● TASK REQUIREMENTS: Convert every line of the data below into a JSON list of strings, one string per line, with blank lines omitted.

● DATASET EXCERPTS:
::::::

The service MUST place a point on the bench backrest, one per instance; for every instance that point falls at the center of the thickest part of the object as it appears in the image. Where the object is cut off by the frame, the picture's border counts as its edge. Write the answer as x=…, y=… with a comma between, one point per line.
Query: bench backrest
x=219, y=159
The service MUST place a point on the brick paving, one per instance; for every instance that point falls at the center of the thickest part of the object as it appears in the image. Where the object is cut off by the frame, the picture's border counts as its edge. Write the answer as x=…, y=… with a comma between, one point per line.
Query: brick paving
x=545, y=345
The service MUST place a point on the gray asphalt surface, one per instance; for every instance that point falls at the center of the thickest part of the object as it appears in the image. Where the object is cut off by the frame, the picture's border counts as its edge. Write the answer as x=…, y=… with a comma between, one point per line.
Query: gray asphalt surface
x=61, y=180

::::::

● EXERCISE ANSWER:
[
  "The service MUST place a point on the bench backrest, one per instance; for every instance that point falls at the center of the thickest part of the object as it appears in the image. Where the object is cut off by the frame, the picture's border counts as its edge. Write the answer as x=…, y=… with a comma between, one point per line.",
  "Query: bench backrest",
  "x=219, y=159",
  "The service MUST place a point on the brick paving, one per instance; for every instance that point falls at the center of the thickest part of the object as it appears in the image. Where the object is cut off by the frame, the picture's border counts as its edge. Write the answer as x=…, y=… with a comma between, one point per line.",
  "Query: brick paving",
  "x=545, y=345",
  "The service MUST place a point on the gray asphalt surface, one per instance; for every instance that point falls at the center of the thickest part of the object as it appears in the image. Where the object is cut off by the frame, the picture's border counts as its edge. Write the answer as x=…, y=… with a comma between, one point per line.",
  "Query: gray asphalt surface",
  "x=61, y=180"
]